(Region labeling records)
++++++

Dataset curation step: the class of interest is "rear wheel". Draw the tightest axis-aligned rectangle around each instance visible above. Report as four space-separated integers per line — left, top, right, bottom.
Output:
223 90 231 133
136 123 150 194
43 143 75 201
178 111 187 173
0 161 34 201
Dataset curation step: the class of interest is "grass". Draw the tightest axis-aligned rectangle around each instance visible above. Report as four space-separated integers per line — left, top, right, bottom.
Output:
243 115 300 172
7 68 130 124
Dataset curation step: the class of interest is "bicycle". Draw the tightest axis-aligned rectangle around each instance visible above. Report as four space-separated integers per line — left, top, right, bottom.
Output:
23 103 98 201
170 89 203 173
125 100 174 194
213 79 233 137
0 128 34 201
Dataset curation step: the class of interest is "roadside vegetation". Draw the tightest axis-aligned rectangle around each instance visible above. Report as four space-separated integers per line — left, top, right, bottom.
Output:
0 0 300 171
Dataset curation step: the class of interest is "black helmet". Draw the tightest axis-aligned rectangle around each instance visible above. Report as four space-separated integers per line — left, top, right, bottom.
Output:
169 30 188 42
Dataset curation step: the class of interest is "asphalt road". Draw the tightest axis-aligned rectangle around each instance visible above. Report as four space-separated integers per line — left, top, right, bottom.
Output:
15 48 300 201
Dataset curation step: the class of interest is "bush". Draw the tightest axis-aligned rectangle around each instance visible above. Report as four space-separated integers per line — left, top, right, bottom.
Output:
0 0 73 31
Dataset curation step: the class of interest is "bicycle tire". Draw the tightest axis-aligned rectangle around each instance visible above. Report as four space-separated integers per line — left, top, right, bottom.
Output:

++++++

WORK INSTRUCTIONS —
Rewrite the records from their beginning through the line containing "7 68 130 124", with the requests and that final line included and nothing after it. Shift each bounding-box coordinate in the answers by adding 11 to it.

OUTPUT —
Dataset curation step: the class of interest is "rear wheel". Draw the tightest axis-aligned rectangle around each instance visible above. Report as four space-separated integers per line — left, top, right, bottom.
Output:
234 101 242 144
147 134 161 205
54 154 86 212
189 122 198 184
11 172 45 212
Dataset curation step: the class of interest is "grass". Draw the tightest axis-aligned rectangle around each instance visible above. Report as four space-separated integers per line — left, top, right, bottom.
Output:
254 126 311 183
18 79 141 135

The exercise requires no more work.